Written instruction 1 - Gather every line of the listing that contains the string "collar".

Quoted text -
+ + + + +

Friday, December 17, 2010

Heartbreak

I was sitting with a few kids yesterday and one of them says,
"I wish I had a dad"
After a few seconds he says, "You guys, I'm going to say something weird but please don't laugh." The other kids were absorbed in the television. "L, I'm going to say something promise you won't laugh!!"
L: "Ok I won't laugh"
He paused. Took a breath.
"When I was a baby my dad went to jail and that's why I don't have a dad anymore"
L: "That's not funny" (bonus points for the right response, L)

It kind of broke my heart. I wished I could give him a dad, but that's the problem. There's only one person in the world who can do that.

Keeps me motivated to do my volunteer work with these people
www.childrensjusticealliance.org

they're pretty awesome.

+ + + + +

Written instruction 2 - Summarize the post in two sentences.

+ + + + +

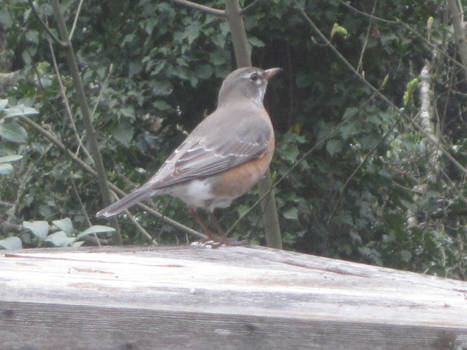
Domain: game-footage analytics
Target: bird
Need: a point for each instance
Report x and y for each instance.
(223, 157)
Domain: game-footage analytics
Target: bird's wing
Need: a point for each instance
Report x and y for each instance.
(216, 145)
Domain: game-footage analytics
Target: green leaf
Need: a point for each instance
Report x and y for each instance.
(32, 36)
(6, 168)
(40, 229)
(10, 158)
(291, 213)
(11, 243)
(60, 239)
(64, 225)
(333, 147)
(13, 132)
(95, 229)
(5, 18)
(3, 103)
(203, 71)
(349, 129)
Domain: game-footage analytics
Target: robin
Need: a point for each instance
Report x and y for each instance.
(223, 157)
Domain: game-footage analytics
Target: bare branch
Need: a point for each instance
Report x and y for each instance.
(86, 167)
(379, 93)
(408, 27)
(65, 101)
(47, 29)
(203, 8)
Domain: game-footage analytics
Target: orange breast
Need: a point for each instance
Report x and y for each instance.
(235, 182)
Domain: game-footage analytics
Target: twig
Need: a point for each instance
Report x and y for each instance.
(47, 29)
(378, 93)
(83, 165)
(283, 177)
(203, 8)
(84, 108)
(75, 21)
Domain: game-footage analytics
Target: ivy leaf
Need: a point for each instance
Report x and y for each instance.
(255, 42)
(60, 239)
(95, 229)
(40, 229)
(10, 158)
(333, 147)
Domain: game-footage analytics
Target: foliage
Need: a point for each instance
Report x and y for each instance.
(366, 190)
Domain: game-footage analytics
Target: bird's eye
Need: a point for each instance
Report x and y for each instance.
(254, 77)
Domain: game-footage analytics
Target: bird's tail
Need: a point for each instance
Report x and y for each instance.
(126, 202)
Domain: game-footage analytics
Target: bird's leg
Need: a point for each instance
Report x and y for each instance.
(200, 222)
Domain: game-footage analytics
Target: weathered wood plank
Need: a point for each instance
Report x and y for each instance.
(226, 298)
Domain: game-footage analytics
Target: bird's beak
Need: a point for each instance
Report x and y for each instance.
(269, 73)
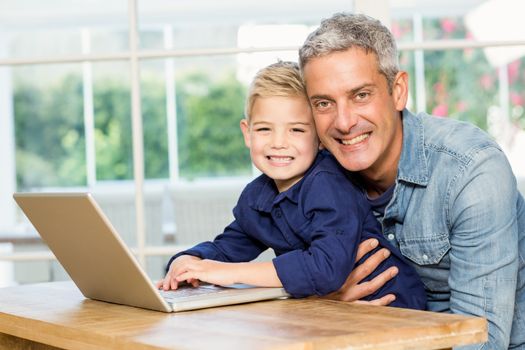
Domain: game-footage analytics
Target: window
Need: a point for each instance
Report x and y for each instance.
(69, 100)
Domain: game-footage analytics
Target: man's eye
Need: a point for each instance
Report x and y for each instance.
(362, 95)
(322, 104)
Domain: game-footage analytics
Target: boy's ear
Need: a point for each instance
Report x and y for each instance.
(245, 128)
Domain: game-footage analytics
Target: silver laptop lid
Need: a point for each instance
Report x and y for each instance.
(89, 248)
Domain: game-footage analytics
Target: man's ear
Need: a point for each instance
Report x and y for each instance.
(245, 128)
(400, 90)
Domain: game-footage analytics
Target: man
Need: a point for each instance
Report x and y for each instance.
(443, 190)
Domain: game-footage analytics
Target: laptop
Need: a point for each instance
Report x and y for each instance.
(103, 268)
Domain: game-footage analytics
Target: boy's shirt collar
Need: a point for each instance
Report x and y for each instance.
(268, 196)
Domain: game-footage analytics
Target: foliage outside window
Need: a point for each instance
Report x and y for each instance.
(50, 130)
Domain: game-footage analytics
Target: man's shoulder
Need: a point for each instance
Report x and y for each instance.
(326, 163)
(456, 138)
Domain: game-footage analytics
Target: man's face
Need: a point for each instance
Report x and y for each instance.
(356, 116)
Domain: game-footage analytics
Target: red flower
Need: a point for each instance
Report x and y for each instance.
(513, 69)
(486, 81)
(516, 99)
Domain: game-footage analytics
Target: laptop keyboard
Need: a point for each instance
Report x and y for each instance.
(187, 291)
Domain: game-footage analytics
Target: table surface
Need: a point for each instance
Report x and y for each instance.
(58, 315)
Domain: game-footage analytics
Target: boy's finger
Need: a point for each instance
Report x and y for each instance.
(368, 266)
(366, 247)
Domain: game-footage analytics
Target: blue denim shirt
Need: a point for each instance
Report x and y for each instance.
(314, 228)
(455, 214)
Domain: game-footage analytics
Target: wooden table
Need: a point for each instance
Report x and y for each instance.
(55, 315)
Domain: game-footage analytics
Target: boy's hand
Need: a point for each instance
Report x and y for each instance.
(176, 268)
(214, 272)
(353, 290)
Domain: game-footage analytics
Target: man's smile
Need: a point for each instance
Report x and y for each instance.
(354, 140)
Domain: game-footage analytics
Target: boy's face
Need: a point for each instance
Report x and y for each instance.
(281, 137)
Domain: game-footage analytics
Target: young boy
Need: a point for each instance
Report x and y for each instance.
(302, 206)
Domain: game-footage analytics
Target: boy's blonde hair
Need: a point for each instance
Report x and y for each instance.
(278, 79)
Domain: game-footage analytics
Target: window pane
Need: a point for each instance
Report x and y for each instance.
(34, 28)
(461, 84)
(215, 24)
(444, 28)
(210, 104)
(112, 117)
(49, 126)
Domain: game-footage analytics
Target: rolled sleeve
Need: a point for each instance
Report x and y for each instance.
(484, 249)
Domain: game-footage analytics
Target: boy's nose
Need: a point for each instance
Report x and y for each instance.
(279, 140)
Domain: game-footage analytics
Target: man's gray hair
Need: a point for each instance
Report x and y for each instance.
(343, 31)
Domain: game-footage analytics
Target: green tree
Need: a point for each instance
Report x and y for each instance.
(49, 134)
(210, 141)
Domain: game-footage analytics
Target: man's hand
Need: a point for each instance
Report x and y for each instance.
(353, 290)
(176, 268)
(214, 272)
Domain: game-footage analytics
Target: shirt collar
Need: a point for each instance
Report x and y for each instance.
(413, 162)
(269, 196)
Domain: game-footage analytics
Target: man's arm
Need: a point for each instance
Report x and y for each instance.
(353, 289)
(483, 238)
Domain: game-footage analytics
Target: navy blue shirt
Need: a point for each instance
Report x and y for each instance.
(314, 228)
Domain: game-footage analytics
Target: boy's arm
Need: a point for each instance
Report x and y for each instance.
(233, 245)
(260, 274)
(334, 209)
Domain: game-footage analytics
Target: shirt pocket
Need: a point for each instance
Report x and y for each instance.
(429, 249)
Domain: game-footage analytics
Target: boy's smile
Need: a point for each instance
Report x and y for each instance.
(281, 137)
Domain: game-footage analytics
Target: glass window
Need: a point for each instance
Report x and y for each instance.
(49, 126)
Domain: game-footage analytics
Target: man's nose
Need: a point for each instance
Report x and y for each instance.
(345, 119)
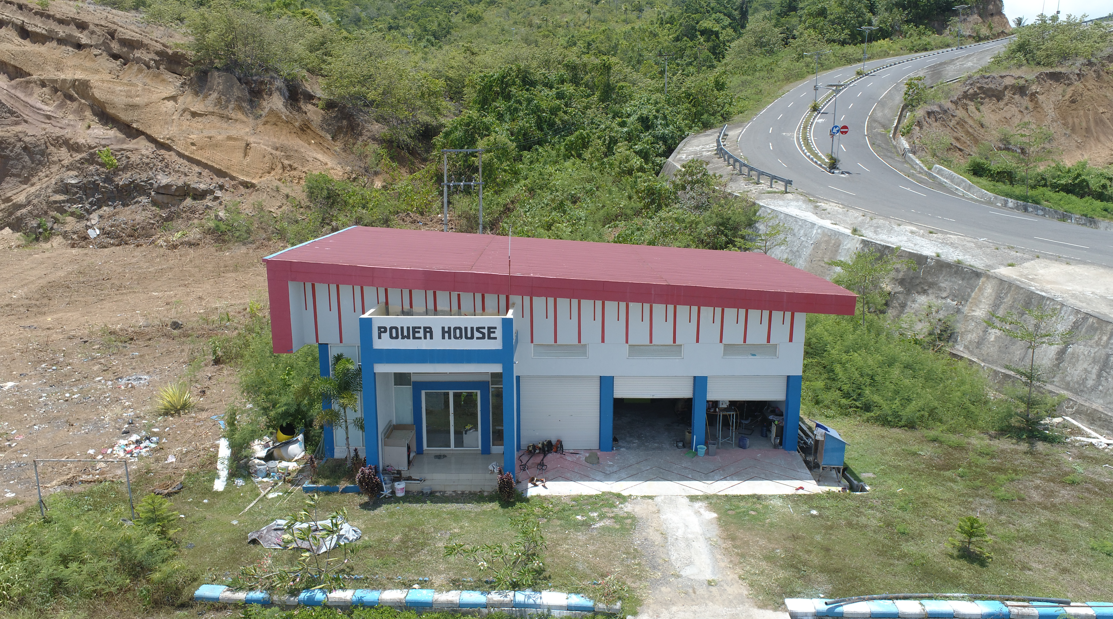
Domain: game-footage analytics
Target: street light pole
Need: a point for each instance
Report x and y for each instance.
(961, 8)
(816, 55)
(867, 30)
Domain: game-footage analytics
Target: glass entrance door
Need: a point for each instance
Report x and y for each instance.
(452, 419)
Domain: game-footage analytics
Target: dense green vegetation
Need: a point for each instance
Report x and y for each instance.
(567, 98)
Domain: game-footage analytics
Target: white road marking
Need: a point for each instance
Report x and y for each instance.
(1013, 216)
(1060, 242)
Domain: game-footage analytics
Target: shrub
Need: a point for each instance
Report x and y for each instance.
(175, 399)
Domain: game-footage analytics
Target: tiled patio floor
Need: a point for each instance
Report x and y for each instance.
(670, 472)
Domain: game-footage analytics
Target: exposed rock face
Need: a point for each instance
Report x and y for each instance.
(1076, 105)
(76, 79)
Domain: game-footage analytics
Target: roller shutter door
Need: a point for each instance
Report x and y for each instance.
(746, 387)
(564, 408)
(652, 386)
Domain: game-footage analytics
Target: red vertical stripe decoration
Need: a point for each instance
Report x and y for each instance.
(340, 318)
(579, 321)
(628, 323)
(602, 333)
(316, 335)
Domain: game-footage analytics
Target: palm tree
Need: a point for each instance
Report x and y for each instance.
(342, 391)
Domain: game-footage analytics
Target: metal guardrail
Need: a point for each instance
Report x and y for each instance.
(738, 165)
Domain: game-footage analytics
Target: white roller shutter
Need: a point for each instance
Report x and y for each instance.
(564, 408)
(652, 386)
(746, 387)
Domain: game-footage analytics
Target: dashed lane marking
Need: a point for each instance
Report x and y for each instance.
(1060, 242)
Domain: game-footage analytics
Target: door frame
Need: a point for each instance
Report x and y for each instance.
(483, 387)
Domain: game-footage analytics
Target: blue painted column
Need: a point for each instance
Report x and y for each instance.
(326, 433)
(370, 411)
(699, 411)
(510, 420)
(607, 413)
(791, 412)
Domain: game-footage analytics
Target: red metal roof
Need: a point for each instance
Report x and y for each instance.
(471, 263)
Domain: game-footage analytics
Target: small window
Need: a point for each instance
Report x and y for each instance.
(560, 351)
(656, 351)
(749, 351)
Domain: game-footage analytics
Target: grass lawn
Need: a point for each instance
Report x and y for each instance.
(1047, 514)
(403, 539)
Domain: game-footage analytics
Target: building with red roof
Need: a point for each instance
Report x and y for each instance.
(484, 344)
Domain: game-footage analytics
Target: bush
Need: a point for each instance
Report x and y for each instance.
(873, 373)
(175, 399)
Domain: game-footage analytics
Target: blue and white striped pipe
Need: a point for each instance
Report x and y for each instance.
(512, 602)
(945, 609)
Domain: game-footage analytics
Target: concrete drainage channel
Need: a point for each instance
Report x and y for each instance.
(518, 603)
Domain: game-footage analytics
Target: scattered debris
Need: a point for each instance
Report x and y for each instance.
(222, 467)
(319, 541)
(134, 446)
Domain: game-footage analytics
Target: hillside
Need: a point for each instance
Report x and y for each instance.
(80, 78)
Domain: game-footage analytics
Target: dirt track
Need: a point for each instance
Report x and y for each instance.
(74, 322)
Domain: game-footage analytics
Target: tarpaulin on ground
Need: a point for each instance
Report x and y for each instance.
(319, 540)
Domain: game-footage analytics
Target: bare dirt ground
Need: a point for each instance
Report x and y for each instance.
(1074, 104)
(86, 342)
(691, 572)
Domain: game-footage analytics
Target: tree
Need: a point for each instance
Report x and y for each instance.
(1026, 147)
(1034, 327)
(972, 540)
(867, 274)
(342, 391)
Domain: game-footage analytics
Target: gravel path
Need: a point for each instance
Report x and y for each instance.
(690, 573)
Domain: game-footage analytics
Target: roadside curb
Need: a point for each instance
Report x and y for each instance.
(945, 609)
(519, 603)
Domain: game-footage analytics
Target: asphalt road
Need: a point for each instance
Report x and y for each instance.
(870, 179)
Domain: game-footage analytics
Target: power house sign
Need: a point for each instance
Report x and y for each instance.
(449, 332)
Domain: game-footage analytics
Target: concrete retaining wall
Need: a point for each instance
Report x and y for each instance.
(1082, 372)
(946, 609)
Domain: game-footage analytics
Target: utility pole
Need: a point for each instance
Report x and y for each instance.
(867, 29)
(666, 57)
(462, 183)
(816, 55)
(961, 8)
(836, 88)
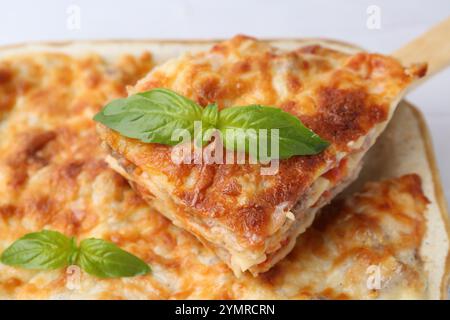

+ + + + +

Exercise answer 1 -
Target: boy's shirt collar
Target: shirt collar

Exercise answer 2 - While sitting with a few children, the writer heard one boy say he wished he had a dad, and after asking the others not to laugh, he explained that his father went to jail when he was a baby. The exchange broke the writer's heart and keeps the writer motivated to volunteer with the organization at www.childrensjusticealliance.org.